Passage shown
** start **
Re: [gem5-users] Questions on DRAM Controller model

2014-10-12 Thread Prathap Kolakkampadath via gem5-users
Hello Andreas,

Even after configuring the model like the actual hardware, i still not
seeing enough interference to the read request under consideration. I am
using the classic memory system model. Since it uses atomic and functional
Packet allocation protocol, I would like to switch to Ruby( I think it more
resembles with real platform).


I am hitting in to below problem when i use ruby.

/build/ARM/gem5.opt --stats-file=cr1A1.txt configs/example/fs.py --caches
--l2cache --l1d_size=32kB --l1i_size=32kB --l2_size=1MB --num-cpus=4
--mem-size=512MB
--kernel=/home/prathap/WorkSpace/linux-linaro-tracking-gem5/vmlinux
--disk-image=/home/prathap/WorkSpace/gem5/fullsystem/disks/arm-ubuntu-natty-headless.img
--machine-type=VExpress_EMM
--dtb-file=/home/prathap/WorkSpace/linux-linaro-tracking-gem5/arch/arm/boot/dts/vexpress-v2p-ca15-tc1-gem5_4cpus.dtb
--cpu-type=detailed --ruby --mem-type=ddr3_1600_x64

Traceback (most recent call last):
  File string, line 1, in module
  File /home/prathap/WorkSpace/gem5/src/python/m5/main.py, line 388, in
main
exec filecode in scope
  File configs/example/fs.py, line 302, in module
test_sys = build_test_system(np)
  File configs/example/fs.py, line 138, in build_test_system
Ruby.create_system(options, test_sys, test_sys.iobus,
test_sys._dma_ports)
** end **
Problem details
Please transcribe the gem5 DRAM controller post word for word, everything from "Traceback (most recent" down to "test_sys._dma_ports)". The records come from a separate source.

Collection entries
** start **
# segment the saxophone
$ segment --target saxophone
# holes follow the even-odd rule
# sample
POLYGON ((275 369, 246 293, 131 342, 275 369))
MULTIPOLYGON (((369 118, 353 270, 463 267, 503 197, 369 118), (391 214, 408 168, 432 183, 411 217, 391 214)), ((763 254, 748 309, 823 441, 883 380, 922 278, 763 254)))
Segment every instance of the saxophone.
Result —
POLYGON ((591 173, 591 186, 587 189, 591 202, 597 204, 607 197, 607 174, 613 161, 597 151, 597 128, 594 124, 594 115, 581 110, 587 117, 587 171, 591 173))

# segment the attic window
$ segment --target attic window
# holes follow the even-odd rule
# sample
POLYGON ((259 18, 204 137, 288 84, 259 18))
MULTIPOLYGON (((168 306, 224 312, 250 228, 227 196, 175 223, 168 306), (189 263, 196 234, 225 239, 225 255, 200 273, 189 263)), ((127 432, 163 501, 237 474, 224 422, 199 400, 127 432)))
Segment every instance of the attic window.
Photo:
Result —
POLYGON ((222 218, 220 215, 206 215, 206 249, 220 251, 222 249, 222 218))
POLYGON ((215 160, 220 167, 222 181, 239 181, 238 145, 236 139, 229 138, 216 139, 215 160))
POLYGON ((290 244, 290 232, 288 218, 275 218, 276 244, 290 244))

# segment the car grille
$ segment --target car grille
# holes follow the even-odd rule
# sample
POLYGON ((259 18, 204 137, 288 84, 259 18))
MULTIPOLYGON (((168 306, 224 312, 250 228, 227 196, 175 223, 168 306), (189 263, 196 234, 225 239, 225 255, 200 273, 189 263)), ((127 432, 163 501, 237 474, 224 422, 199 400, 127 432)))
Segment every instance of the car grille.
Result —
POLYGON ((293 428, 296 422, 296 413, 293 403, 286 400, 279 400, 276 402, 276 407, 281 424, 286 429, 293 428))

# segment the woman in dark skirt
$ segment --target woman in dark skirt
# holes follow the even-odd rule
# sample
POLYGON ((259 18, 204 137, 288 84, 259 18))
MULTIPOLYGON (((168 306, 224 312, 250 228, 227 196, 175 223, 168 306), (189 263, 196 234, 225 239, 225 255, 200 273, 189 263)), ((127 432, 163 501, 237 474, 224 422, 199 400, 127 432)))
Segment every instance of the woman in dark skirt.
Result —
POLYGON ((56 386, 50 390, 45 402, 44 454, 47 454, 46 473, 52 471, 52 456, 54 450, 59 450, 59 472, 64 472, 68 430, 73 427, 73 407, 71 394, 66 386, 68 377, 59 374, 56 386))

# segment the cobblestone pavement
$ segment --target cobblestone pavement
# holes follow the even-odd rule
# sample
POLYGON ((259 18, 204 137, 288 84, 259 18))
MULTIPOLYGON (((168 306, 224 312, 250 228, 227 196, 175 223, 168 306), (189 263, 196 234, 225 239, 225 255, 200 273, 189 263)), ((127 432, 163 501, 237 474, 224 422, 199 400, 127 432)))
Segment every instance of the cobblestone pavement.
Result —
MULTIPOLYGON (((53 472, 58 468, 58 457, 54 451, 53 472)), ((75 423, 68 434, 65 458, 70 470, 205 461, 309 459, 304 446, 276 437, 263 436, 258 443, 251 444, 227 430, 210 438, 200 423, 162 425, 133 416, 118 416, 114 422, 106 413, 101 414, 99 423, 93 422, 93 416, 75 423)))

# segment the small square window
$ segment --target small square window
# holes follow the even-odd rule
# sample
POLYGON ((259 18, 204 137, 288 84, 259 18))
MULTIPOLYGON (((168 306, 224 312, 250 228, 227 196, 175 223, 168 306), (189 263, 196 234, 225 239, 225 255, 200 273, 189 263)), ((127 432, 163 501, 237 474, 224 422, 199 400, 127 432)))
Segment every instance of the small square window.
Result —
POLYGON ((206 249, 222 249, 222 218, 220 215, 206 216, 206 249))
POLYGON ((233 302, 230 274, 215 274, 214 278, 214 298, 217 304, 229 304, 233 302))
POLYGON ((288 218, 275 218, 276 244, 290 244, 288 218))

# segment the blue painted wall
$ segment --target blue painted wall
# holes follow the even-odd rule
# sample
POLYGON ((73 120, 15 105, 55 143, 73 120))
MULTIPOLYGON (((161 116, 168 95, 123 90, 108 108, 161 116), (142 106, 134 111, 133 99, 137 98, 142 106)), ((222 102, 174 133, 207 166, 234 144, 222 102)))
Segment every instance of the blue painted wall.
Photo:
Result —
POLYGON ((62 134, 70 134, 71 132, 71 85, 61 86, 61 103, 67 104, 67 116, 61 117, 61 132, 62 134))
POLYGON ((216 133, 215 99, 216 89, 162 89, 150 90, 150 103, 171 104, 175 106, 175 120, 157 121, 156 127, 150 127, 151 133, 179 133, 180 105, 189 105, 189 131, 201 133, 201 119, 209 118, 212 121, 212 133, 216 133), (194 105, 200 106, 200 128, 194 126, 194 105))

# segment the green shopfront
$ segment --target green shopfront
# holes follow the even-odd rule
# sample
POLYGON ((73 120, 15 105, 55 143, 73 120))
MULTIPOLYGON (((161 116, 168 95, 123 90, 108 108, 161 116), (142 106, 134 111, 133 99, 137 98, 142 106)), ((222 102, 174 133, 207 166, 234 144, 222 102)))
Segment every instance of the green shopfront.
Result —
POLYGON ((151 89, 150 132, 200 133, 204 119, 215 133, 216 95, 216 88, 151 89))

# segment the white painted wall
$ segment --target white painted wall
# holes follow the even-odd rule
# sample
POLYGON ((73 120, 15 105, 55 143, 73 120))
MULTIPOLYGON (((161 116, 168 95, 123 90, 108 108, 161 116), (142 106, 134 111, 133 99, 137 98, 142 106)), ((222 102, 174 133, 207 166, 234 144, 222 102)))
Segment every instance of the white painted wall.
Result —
** end **
Answer
Traceback (most recent call last):
  File string, line 1, in module
  File /home/prathap/WorkSpace/gem5/src/python/m5/main.py, line 388, in
main
exec filecode in scope
  File configs/example/fs.py, line 302, in module
test_sys = build_test_system(np)
  File configs/example/fs.py, line 138, in build_test_system
Ruby.create_system(options, test_sys, test_sys.iobus,
test_sys._dma_ports)